→ Directions: Print the records below exactly, omitting all pictures.

→ Data for analysis:
▼

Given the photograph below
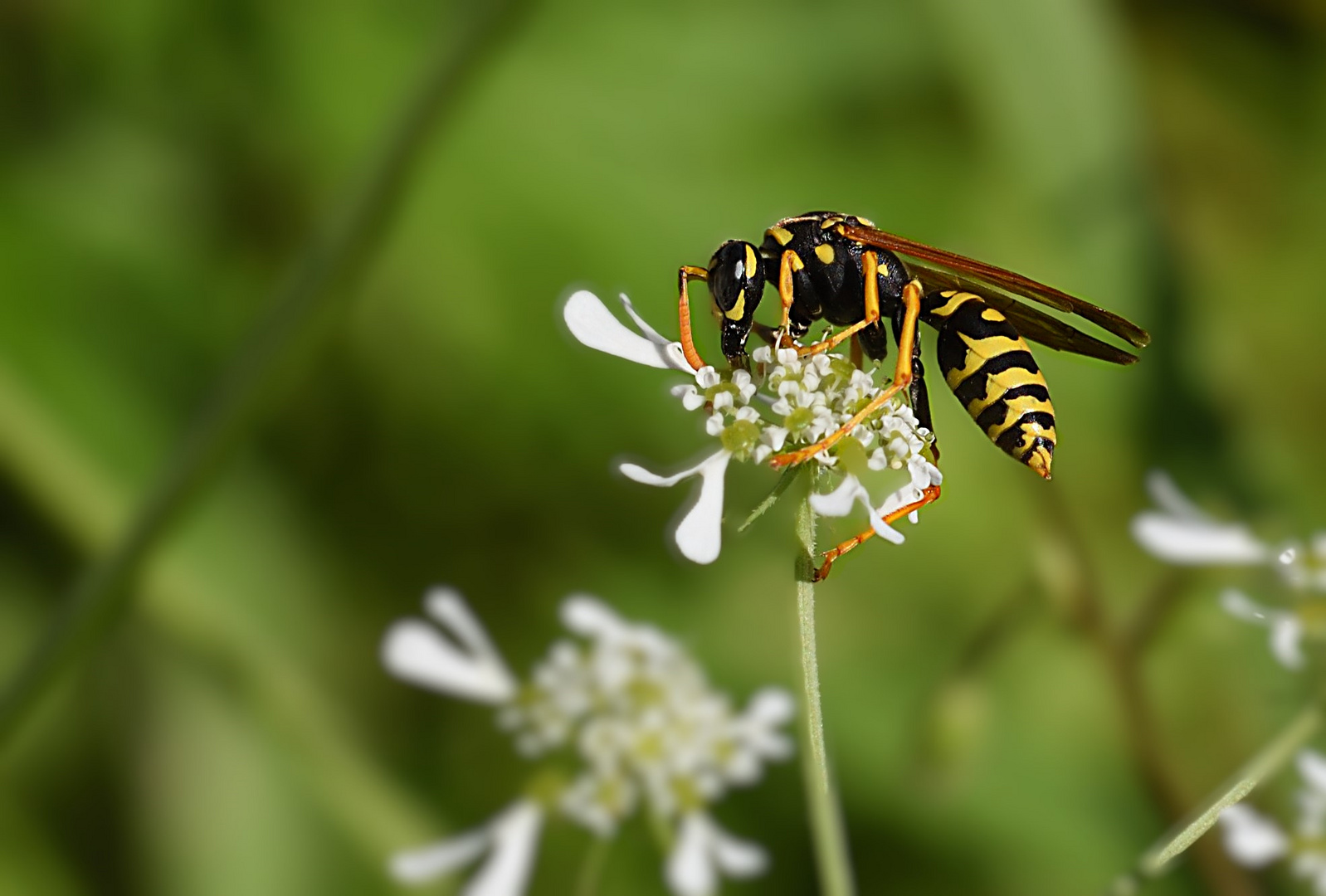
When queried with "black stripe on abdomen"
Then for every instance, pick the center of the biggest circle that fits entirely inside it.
(992, 373)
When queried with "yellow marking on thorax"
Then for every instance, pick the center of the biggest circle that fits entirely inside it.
(1016, 408)
(1002, 382)
(739, 309)
(955, 301)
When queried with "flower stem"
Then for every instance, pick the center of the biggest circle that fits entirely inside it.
(826, 826)
(323, 277)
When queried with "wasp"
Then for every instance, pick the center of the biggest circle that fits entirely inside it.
(840, 268)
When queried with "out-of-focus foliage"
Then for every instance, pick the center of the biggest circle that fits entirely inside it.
(161, 163)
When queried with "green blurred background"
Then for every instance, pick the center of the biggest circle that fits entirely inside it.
(162, 163)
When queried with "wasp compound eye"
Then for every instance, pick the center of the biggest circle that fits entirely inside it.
(736, 283)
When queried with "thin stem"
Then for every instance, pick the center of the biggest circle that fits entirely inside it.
(592, 869)
(326, 270)
(825, 813)
(1187, 833)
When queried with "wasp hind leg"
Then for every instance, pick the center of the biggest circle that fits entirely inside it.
(917, 394)
(929, 496)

▲

→ Task response:
Given the photograph below
When queried with "black stripe on abdomen"
Then for every instance, pick the center of the biggest circle that fits entirely inside it.
(992, 373)
When queried with "yellow marking on thorax"
Then for every instance, pick the center of the biggest circle that fits entirely inside it.
(1016, 408)
(1002, 382)
(739, 309)
(955, 301)
When queried with "flower stem"
Then for every instance, pick the center of the biggest circle that fits entirely inside it.
(826, 826)
(323, 277)
When queried with "wasp"
Then for every instance, pick the center of the biggest circle that fits entirely inside it.
(840, 268)
When queried with "out-of-focus foliage"
Then for every instance, pick the center of the biggest circle that fits entirely inside it.
(161, 163)
When queried with "green blurred background"
Then for every instance, pick the center of the biggest circle that fits entirely inside it.
(162, 163)
When queried with "wasp compound eye"
Then for every instance, pick the center of the biggest circle that fits entirely inside it.
(736, 283)
When queried with "thin stem"
Then for every instance, pick the center of the biggest circle that fits entirely inside it.
(592, 869)
(326, 270)
(825, 813)
(1187, 833)
When queried with "wasp hind leg"
Then for every instance, pick the center of the biggest circle that fits entirely inside it.
(917, 394)
(929, 496)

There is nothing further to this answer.